Records shown:
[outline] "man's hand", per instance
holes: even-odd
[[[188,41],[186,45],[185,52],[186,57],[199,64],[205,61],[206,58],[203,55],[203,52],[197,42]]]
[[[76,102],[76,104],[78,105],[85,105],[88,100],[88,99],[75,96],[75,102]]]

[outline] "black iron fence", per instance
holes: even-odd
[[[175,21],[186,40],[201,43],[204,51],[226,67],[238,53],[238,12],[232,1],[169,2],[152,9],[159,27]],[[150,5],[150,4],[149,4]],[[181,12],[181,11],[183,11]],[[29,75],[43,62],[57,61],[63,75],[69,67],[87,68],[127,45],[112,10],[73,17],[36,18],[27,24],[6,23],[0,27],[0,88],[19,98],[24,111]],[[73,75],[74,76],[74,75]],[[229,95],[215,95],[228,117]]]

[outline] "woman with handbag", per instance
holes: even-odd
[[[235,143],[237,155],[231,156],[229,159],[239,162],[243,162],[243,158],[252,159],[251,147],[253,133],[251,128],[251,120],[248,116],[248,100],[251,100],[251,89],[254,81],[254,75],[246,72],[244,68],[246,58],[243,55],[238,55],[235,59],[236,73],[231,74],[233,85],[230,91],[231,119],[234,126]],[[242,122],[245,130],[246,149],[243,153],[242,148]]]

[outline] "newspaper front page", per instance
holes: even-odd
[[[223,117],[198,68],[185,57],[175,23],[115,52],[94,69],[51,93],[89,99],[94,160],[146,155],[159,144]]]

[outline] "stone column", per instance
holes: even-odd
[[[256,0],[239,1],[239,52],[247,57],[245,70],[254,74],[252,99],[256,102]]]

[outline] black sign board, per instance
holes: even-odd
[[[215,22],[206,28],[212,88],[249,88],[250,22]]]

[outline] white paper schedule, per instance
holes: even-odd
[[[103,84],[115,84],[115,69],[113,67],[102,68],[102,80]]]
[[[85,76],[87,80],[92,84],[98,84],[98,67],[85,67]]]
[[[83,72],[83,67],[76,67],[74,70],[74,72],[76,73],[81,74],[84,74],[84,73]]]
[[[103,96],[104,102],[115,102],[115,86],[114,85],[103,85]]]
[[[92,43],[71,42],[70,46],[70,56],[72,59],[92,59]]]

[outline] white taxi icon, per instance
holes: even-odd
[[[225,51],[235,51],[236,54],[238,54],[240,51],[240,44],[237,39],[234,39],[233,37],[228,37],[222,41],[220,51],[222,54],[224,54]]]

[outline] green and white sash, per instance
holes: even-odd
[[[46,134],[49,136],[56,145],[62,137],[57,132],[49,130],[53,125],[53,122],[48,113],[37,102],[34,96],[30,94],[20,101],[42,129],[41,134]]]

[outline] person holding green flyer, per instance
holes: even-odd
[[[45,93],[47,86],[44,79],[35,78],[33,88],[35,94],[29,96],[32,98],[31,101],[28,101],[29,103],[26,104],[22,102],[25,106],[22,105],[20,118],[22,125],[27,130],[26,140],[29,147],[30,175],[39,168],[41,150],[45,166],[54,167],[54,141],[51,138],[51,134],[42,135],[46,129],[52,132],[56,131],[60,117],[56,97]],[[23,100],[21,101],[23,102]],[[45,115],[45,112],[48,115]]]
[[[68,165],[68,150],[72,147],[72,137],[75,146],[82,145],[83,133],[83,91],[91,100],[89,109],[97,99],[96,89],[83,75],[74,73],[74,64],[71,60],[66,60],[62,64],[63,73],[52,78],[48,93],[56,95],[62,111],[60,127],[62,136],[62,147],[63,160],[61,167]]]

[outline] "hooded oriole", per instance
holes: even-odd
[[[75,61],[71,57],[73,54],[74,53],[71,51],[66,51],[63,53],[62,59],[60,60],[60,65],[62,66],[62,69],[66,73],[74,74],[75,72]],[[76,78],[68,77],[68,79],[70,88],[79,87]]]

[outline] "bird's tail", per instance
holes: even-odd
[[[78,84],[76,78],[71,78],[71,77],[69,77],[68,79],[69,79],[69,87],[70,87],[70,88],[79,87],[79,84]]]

Challenge:
Can you format every line of the data above as a Markdown table, leaving out blank lines, with a Row column for the row number and a Line column for the line itself?

The answer:
| Row | Line |
|---|---|
| 1 | [outline] "man's hand", per instance |
| 2 | holes: even-odd |
| 3 | [[[188,41],[186,45],[185,52],[186,57],[199,64],[205,61],[206,58],[203,55],[203,52],[197,42]]] |
| 4 | [[[76,102],[76,104],[78,105],[85,105],[88,100],[88,99],[75,96],[75,102]]] |
| 5 | [outline] "black iron fence", per instance |
| 6 | holes: even-odd |
| 7 | [[[175,21],[186,40],[201,43],[204,51],[226,67],[238,53],[238,12],[232,1],[169,2],[152,9],[159,27]],[[150,5],[150,4],[149,4]],[[181,12],[181,11],[183,11]],[[29,75],[43,62],[57,61],[63,75],[69,67],[87,68],[127,45],[112,10],[73,17],[36,18],[27,24],[6,23],[0,27],[0,88],[19,98],[24,111]],[[73,75],[74,76],[74,75]],[[229,95],[215,95],[228,117]]] |
| 8 | [outline] "woman with handbag", per instance |
| 9 | holes: even-odd |
| 10 | [[[235,143],[237,155],[231,156],[229,159],[239,162],[243,162],[243,158],[252,159],[251,147],[253,133],[251,128],[251,120],[248,116],[248,100],[251,100],[251,89],[254,81],[254,75],[246,72],[244,68],[246,58],[243,55],[238,55],[235,59],[236,73],[231,74],[233,85],[230,91],[231,119],[234,126]],[[242,122],[245,130],[246,149],[243,153],[242,148]]] |
| 11 | [outline] "newspaper front page", per instance |
| 12 | holes: even-odd |
| 13 | [[[223,117],[198,68],[185,57],[175,23],[115,52],[94,69],[51,93],[89,99],[94,160],[146,155],[159,144]]] |
| 14 | [outline] "stone column", per instance |
| 15 | holes: even-odd |
| 16 | [[[256,0],[239,1],[239,52],[247,57],[245,70],[254,74],[252,99],[256,102]]] |
| 17 | [outline] black sign board, per instance |
| 18 | holes: even-odd |
| 19 | [[[215,22],[206,28],[212,88],[249,88],[250,22]]] |
| 20 | [outline] white paper schedule, per instance |
| 21 | holes: even-odd |
| 22 | [[[103,84],[115,84],[115,69],[113,67],[102,68],[102,80]]] |
| 23 | [[[85,76],[87,80],[92,84],[98,84],[98,67],[85,67]]] |
| 24 | [[[83,72],[83,67],[76,67],[74,70],[74,72],[76,73],[81,74],[84,74],[84,73]]] |
| 25 | [[[103,96],[104,102],[115,102],[115,86],[114,85],[103,85]]] |
| 26 | [[[92,43],[71,42],[70,46],[70,56],[72,59],[92,59]]] |
| 27 | [outline] white taxi icon, per instance |
| 28 | holes: even-odd |
| 29 | [[[225,51],[235,51],[236,54],[238,54],[240,51],[240,44],[237,39],[234,39],[233,37],[228,37],[222,41],[220,51],[222,54],[224,54]]] |
| 30 | [outline] green and white sash, per instance |
| 31 | holes: even-odd |
| 32 | [[[46,134],[49,136],[56,145],[62,137],[57,132],[49,130],[53,125],[53,122],[48,113],[37,102],[34,96],[30,94],[20,101],[42,129],[41,134]]] |
| 33 | [outline] person holding green flyer, per instance |
| 34 | holes: even-odd |
| 35 | [[[45,93],[47,86],[44,79],[35,78],[33,88],[35,94],[29,96],[32,98],[31,101],[28,101],[29,103],[26,104],[22,102],[25,106],[22,105],[20,118],[22,125],[27,130],[26,140],[29,147],[30,175],[39,168],[41,150],[45,166],[54,167],[54,141],[51,138],[51,134],[42,135],[46,129],[52,132],[56,131],[60,117],[56,97]],[[23,100],[21,101],[23,102]],[[45,115],[45,112],[48,115]]] |
| 36 | [[[68,165],[68,150],[72,147],[72,137],[75,146],[82,145],[83,133],[83,91],[91,100],[89,109],[97,99],[96,89],[83,75],[74,73],[74,64],[71,60],[66,60],[62,64],[63,73],[52,78],[48,93],[56,95],[62,111],[60,127],[62,136],[62,147],[63,160],[61,167]]] |
| 37 | [outline] "hooded oriole", per instance |
| 38 | holes: even-odd |
| 39 | [[[75,61],[71,57],[73,54],[74,53],[71,51],[66,51],[63,53],[62,59],[60,60],[60,65],[62,66],[62,69],[66,73],[74,74],[75,72]],[[76,78],[68,77],[68,79],[70,88],[79,87]]] |
| 40 | [outline] "bird's tail", per instance |
| 41 | holes: even-odd |
| 42 | [[[78,84],[76,78],[71,78],[71,77],[69,77],[68,79],[69,79],[69,87],[70,87],[70,88],[79,87],[79,84]]] |